• **PROMPT**: Each record should be given again exactly as it appears, with no image included.

• **AVAILABLE RECORDS**:
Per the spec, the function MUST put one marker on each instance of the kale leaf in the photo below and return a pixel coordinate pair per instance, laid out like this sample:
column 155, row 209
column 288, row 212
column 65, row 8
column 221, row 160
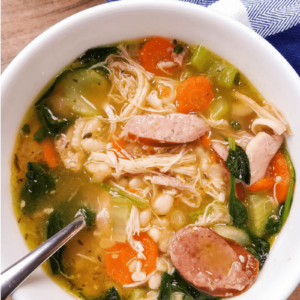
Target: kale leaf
column 97, row 54
column 175, row 283
column 237, row 209
column 39, row 182
column 260, row 245
column 238, row 163
column 88, row 214
column 51, row 125
column 111, row 294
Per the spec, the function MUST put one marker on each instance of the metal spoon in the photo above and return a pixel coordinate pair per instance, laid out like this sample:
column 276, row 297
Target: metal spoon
column 12, row 277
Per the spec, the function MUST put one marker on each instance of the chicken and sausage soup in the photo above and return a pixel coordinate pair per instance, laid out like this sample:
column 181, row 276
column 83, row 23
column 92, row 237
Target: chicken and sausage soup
column 178, row 165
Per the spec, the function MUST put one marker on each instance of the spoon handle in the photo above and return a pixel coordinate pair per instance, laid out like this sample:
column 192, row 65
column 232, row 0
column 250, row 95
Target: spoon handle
column 12, row 277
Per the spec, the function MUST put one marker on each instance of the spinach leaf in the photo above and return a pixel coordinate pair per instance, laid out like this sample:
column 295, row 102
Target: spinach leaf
column 39, row 182
column 56, row 223
column 237, row 209
column 97, row 54
column 178, row 49
column 165, row 287
column 51, row 125
column 111, row 294
column 260, row 245
column 88, row 214
column 238, row 162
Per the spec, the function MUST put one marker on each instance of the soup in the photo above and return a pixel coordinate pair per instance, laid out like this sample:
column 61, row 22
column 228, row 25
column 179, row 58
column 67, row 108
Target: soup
column 177, row 163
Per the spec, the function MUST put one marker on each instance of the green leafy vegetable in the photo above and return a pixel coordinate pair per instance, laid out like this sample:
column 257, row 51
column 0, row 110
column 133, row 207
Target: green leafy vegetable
column 236, row 80
column 26, row 128
column 88, row 214
column 237, row 209
column 134, row 199
column 260, row 245
column 175, row 283
column 235, row 125
column 51, row 125
column 97, row 54
column 39, row 182
column 238, row 162
column 111, row 294
column 178, row 49
column 56, row 223
column 290, row 193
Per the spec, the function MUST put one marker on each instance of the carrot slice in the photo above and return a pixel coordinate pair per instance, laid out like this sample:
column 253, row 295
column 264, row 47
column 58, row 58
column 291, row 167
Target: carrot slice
column 50, row 154
column 194, row 94
column 279, row 168
column 119, row 256
column 154, row 51
column 262, row 184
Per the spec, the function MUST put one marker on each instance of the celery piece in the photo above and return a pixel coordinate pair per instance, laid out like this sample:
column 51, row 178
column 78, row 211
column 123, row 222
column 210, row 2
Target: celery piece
column 260, row 208
column 201, row 58
column 232, row 233
column 137, row 294
column 119, row 213
column 290, row 193
column 221, row 108
column 226, row 77
column 134, row 199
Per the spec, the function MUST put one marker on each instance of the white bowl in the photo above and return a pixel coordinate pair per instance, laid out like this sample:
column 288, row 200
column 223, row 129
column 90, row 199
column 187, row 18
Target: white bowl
column 51, row 51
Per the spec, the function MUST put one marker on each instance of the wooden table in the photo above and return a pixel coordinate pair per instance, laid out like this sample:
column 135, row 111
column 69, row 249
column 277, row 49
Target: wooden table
column 23, row 20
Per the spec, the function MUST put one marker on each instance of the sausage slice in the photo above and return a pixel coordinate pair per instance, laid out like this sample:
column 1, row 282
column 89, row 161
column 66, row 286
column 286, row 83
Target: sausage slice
column 212, row 264
column 165, row 131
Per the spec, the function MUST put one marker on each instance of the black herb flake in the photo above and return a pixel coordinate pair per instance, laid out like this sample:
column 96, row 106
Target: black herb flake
column 26, row 128
column 178, row 49
column 235, row 125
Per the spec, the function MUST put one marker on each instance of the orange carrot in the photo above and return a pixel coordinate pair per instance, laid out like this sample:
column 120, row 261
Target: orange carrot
column 194, row 94
column 50, row 154
column 261, row 185
column 119, row 256
column 279, row 168
column 240, row 191
column 154, row 51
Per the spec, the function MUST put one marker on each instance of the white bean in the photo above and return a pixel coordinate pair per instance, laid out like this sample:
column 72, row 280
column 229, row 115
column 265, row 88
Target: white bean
column 163, row 203
column 145, row 217
column 123, row 182
column 99, row 171
column 137, row 182
column 154, row 281
column 154, row 233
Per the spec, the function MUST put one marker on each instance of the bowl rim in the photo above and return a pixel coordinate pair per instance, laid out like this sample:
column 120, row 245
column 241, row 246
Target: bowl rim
column 7, row 75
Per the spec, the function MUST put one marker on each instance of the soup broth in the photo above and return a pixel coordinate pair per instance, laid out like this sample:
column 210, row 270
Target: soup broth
column 136, row 137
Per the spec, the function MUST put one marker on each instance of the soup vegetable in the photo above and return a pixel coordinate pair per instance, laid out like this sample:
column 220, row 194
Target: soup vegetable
column 177, row 163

• **ANSWER TO THE EXERCISE**:
Per the spec, the function MUST put one marker on each instance of the kale leaf in the photo below and return a pixel coordinate pair per instance, laid out like this sample:
column 155, row 209
column 288, row 212
column 65, row 8
column 221, row 160
Target: kale leaf
column 97, row 54
column 175, row 283
column 237, row 209
column 39, row 182
column 260, row 245
column 238, row 163
column 88, row 214
column 51, row 125
column 111, row 294
Per the spec, the function MUST put one marker on each instance of the metal spoon in the photo above and return a pixel coordinate pair per instance, laid out like this sample:
column 276, row 297
Target: metal spoon
column 12, row 277
Per the spec, the function MUST put one marker on each instance of the chicken and sausage soup in the photo above and return a pixel coordinate pair per instance, laid out like this sample:
column 181, row 276
column 83, row 23
column 92, row 237
Target: chicken and sausage soup
column 178, row 165
Per the spec, the function MUST put one marker on each instance of the spoon handle in the photo above and return a pixel coordinate pair per instance, laid out like this sample:
column 192, row 65
column 232, row 0
column 250, row 95
Target: spoon handle
column 12, row 277
Per the spec, the function MUST put one marker on each instance of the spinach leaf in the photo above and return a pixel coordinate pair per instance, laid out like this sample:
column 295, row 102
Target: spinach leaf
column 39, row 182
column 56, row 223
column 237, row 209
column 97, row 54
column 178, row 49
column 165, row 287
column 51, row 125
column 111, row 294
column 260, row 245
column 88, row 214
column 238, row 162
Per the spec, the function MUST put one marker on each instance of the soup in the photo above and return a pixel coordinate pair per instance, laid out like this sample:
column 61, row 22
column 228, row 25
column 179, row 58
column 67, row 108
Target: soup
column 177, row 163
Per the spec, the function MUST put one marker on each instance of the green leafy vegetable in the photo above and return a pixel coordinate pair per instance, laid out like this sample:
column 257, row 51
column 0, row 110
column 133, row 207
Target: green leafy vegetable
column 236, row 80
column 26, row 128
column 88, row 214
column 237, row 209
column 134, row 199
column 260, row 245
column 175, row 283
column 235, row 125
column 51, row 125
column 97, row 54
column 39, row 182
column 238, row 162
column 111, row 294
column 178, row 49
column 56, row 223
column 290, row 193
Per the spec, the function MUST put one marker on each instance of the carrot slice in the photo above and return a pixel coordinate pair per instance, laid out like this sample:
column 253, row 295
column 264, row 47
column 58, row 58
column 291, row 167
Target: carrot slice
column 50, row 154
column 194, row 94
column 279, row 168
column 119, row 256
column 154, row 51
column 262, row 184
Per the spec, the function MUST put one marker on each instance of the celery piece in the photo above and return a pixel coordinate pair per instance, laid out like this sample:
column 51, row 178
column 78, row 211
column 123, row 222
column 210, row 2
Target: celery piece
column 260, row 208
column 201, row 58
column 232, row 233
column 137, row 294
column 119, row 213
column 290, row 193
column 221, row 108
column 226, row 77
column 134, row 199
Per the spec, the function MUST put one marker on each instance of the white bowl in the photo above and return a pixel coordinate pair per instance, laid out like this sample:
column 288, row 200
column 223, row 129
column 90, row 199
column 187, row 18
Target: white bowl
column 51, row 51
Per the spec, the function MUST put one marker on each instance of the wooden table in the photo above and return a pixel coordinate pair per instance, laid out like this sample:
column 135, row 111
column 69, row 249
column 277, row 49
Target: wooden table
column 23, row 20
Per the spec, the function MUST put one marker on each instance of the sausage slice in the photo above and return a pixel coordinate pair per instance, laid out like this sample:
column 1, row 282
column 89, row 161
column 66, row 286
column 286, row 83
Target: sausage slice
column 212, row 264
column 165, row 131
Per the spec, the function MUST put one marker on each instance of the black herb flake in the photo above and return a pixel coordinate pair per instance, laid out like this sample:
column 96, row 106
Target: black herb flake
column 26, row 128
column 178, row 49
column 235, row 125
Per the spec, the function MUST put one marker on each instance of the orange carrot in the photo above and return a pixel coordinate pair per instance, laid out like this sample:
column 120, row 261
Target: orange carrot
column 194, row 94
column 50, row 154
column 261, row 185
column 119, row 256
column 279, row 168
column 240, row 191
column 154, row 51
Per the spec, the function MUST put one marker on each instance of the white bean in the photo above and return a pixel coordinate pair per instance, laid out like this sample:
column 72, row 280
column 229, row 115
column 265, row 88
Target: white bean
column 163, row 203
column 145, row 217
column 123, row 182
column 99, row 171
column 137, row 182
column 154, row 281
column 154, row 233
Per the spec, the function MUST put one marker on each instance of the bowl rim in the photo above and return a pixel coordinate pair per instance, laid out like this sample:
column 120, row 245
column 241, row 246
Target: bowl rim
column 7, row 75
Per the spec, the function MUST put one marker on each instance of the soup broth in the photo above and return a pixel coordinate pair per instance, laid out like this sample:
column 210, row 270
Target: soup broth
column 136, row 137
Per the spec, the function MUST put one marker on each instance of the soup vegetable in the photo above and return a pixel coordinate pair per instance, laid out like this sample:
column 220, row 194
Target: soup vegetable
column 177, row 163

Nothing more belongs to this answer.